SOURCE EXTRACT
## Start
Slim's Core Functions: Special Appearances

Special appearances perform unique roles and functions. These are generally MTOR concepts which provide an extra level of functionality for the user. These different special appearance types can provide a meta-level of control over scene management by supporting functionality beyond PRMan itself. MTOR supports these "meta concepts" and translates them for PRMan during RIB generation. For instance, in PRMan a single shader cannot contain surface, bump, and light shader information, but MTOR provides this functionality with the Ensemble, allowing multiple types of shader information to be attached to an object at once, instead of attaching each different shader individually. MTOR breaks down the ensemble into individual connections during RIB generation. Here is a list of the special case appearances:

Adaptor	Describe different appearance attachments for different rendering conditions.
AOV	Use Arbitrary Output Variables in a shader.
Archiver	Automatically cache and reference portions of your scene graph. This can result in dramatically faster rib gens. Animated cycles can even be archived.
Ensemble	Attach different shader types simultaneously.
Map Generator	Map Generators allow the calculation of many kinds of arbitrary maps.
RIB Box	Insert chunks of RIB to be added into the scene at different point in the RIB stream.
SL Box	Insert custom shading language code into your shaders.
## End
LISTING
## Start
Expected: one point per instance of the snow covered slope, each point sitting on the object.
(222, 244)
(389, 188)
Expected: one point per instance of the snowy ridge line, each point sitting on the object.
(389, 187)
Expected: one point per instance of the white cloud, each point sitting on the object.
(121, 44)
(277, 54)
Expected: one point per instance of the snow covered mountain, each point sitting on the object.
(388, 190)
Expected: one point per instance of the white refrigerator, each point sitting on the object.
## End
TO BE DONE
Extend the Slim special appearances overview, starting after its final list entry, "SL Box".

RESULT FOR THIS EXERCISE
TCLBox	Define chunks of Tcl to be evaluated prior to the per-object RIB encapsulation of other shaders. You can initialize values referred to in parameter expressions of other appearances.

The Adaptor

Description: There are a variety of adaptors for different appearance types. Adaptors allow you to attach different appearances under different rendering conditions, providing a system for selecting an appearance type based on an evaluation context. You can establish different shader connections under differing conditions. You might, for example, have different shaders for different lighting conditions. Available contexts are described under the Controller parameter.

Adapters are extremely powerful way to manage shader connections. The ordered list of conditions represent a simple program. The list is traversed from top to bottom and the resulting appearance is that associated with the first condition that matches the controller conditions.

Controller: The controlling variable against which Condition strings are compared. You can select from the pull-down menu:

Context is set up via the RenderMan Globals dialog or within a Map Generator. The context for a scene is defined in the Context setting of the RenderMan Globals.
Object Name is the brief name of the attached geometry. One ensemble can be attached to a character, for instance, and different shaders will be attached to different objects. Which shader is attached to which object is determined by the object name.
Object Path is the full dag path name.
Element Name is the name of the element.
Elements are the subframes (shadows, environments, reference images) that make up a frame and the element name is typically the object used to drive the subframe.
Element Type is the type of the element. Choices are: final, shadow, reflection, environment and reference. Display Name is the name entered in the RenderMan Globals Dialog.

Add Condition: Create a new adaptor connection. The double arrows return selected objects from the Maya scene. The pull-down menu describes the comparison algorithm. You have a choice of:

Match - simple glob-style pattern matches
Regexp - complicated regular expression matching
Lsearch - simple set membership matching. This setting is appropriate for results returned from the Maya scene, via the double arrows.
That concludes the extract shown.